» **TEXT PASSAGE**:
Shallow vs. Deep Knowledge

The EDS Fellows’ Next Big Thing blog today discusses how business applications continue moving towards less custom coding and more off-the-shelf reusable vendor components, and the impact that has on an integrator’s knowledge of the vendor components. Interesting that some of the best minds at this large SI are pointing out that their portion of any particular job is likely to continue to shrink, something that I wrote about last week, although they don’t discuss how EDS or other large SIs are going to fill the in gaps in their past business model of “build everything”.

The point of their post is, however, how can someone working on a business application have sufficient knowledge in order to understand the strengths and weaknesses of a given vendor component when they haven’t seen the source code? They go on to provide a scientific method for gaining a deeper knowledge of a component without access to the source code, but their entire argument is based on an old-style mainframe integration (which, to be fair, was/is EDS’ sweet spot) where it was fairly common to have access to vendors’ source code.

I have to say, welcome to the real world: I’ve been doing integration for over 15 years, have a very deep knowledge of a few vendors’ products, plus a shallower knowledge of a bunch of other products, and I’ve never seen a line of vendor source code. Personally, I can’t think of very many cases where access to the source code would have improved the end result; as any good software QA team can tell you, you don’t need to see the code in order to determine the behaviour and boundaries of a component.

Furthermore, their scientific method doesn’t include a vital component: vendor relationships. If you’re building a significant business on a specific vendor’s products, you have to establish and maintain a relationship with them so as to have relatively easy access to their internal technical resources, the people further behind the customer support front line. Having done this with a couple of vendors in the past (and then being accused of being in bed with them for my efforts), I know that this is a key contributor to gaining the requisite deep knowledge for a successful integration.

» **INFORMATION SUPPLIED**:

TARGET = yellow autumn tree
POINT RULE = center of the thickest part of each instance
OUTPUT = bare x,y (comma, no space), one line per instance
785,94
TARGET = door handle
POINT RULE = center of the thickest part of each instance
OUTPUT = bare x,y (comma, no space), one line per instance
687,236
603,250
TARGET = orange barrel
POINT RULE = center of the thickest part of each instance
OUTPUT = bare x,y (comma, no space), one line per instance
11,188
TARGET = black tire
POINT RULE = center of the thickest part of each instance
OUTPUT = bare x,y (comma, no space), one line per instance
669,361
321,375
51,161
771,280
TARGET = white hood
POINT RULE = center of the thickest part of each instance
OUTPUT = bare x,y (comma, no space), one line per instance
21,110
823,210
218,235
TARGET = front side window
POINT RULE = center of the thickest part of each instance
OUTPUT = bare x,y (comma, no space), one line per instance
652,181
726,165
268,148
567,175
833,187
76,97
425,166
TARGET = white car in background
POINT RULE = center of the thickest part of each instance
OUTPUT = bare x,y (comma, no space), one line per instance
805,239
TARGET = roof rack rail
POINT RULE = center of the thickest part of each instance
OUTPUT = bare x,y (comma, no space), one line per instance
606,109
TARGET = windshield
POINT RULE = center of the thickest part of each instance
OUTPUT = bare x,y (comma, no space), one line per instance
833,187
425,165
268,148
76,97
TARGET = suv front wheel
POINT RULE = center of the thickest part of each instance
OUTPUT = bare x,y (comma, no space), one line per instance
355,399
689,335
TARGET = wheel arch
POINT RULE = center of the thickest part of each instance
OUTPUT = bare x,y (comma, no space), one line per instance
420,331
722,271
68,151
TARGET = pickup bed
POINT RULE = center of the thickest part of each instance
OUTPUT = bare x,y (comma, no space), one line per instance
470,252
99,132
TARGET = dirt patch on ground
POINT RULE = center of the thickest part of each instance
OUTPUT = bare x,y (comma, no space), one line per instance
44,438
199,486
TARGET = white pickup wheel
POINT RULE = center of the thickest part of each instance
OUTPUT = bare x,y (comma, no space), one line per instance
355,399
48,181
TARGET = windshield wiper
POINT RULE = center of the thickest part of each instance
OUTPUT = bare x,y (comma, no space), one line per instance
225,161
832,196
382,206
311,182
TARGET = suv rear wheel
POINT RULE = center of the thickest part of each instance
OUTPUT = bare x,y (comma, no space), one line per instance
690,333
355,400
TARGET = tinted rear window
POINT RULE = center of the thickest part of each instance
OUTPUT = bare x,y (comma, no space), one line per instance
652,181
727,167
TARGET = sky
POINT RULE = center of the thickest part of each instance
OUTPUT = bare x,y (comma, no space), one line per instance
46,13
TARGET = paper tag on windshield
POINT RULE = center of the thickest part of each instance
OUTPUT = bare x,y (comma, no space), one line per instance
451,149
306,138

» **REQUEST A**:
Answer these questions about the post on shallow versus deep knowledge:
(i) How long has the writer been doing integration?
(ii) What kind of integration is the EDS Fellows' argument based on?
(iii) What vital component does the writer say their scientific method leaves out?
» **REQUEST B**: Set down a passage of the post on shallow versus deep knowledge word for word, beginning at the words "The point of" and stopping after "vendors’ source code.".
Use only the post on shallow versus deep knowledge as your source.

» **EXERCISE ANSWER A**:
(i) Over 15 years.
(ii) Old-style mainframe integration.
(iii) Vendor relationships.

» **EXERCISE ANSWER B**:
The point of their post is, however, how can someone working on a business application have sufficient knowledge in order to understand the strengths and weaknesses of a given vendor component when they haven’t seen the source code? They go on to provide a scientific method for gaining a deeper knowledge of a component without access to the source code, but their entire argument is based on an old-style mainframe integration (which, to be fair, was/is EDS’ sweet spot) where it was fairly common to have access to vendors’ source code.